Point-per-instance localization data:
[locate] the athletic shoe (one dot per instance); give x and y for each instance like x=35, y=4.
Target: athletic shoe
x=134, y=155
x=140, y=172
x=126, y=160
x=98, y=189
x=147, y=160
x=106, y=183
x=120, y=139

EXERCISE:
Retyping every line above exactly is all that is needed.

SOLVED PROBLEM:
[locate] the athletic shoe (one dot per instance); give x and y for each instance like x=35, y=4.
Target: athletic shoe
x=134, y=155
x=140, y=172
x=126, y=160
x=98, y=189
x=147, y=160
x=106, y=183
x=120, y=139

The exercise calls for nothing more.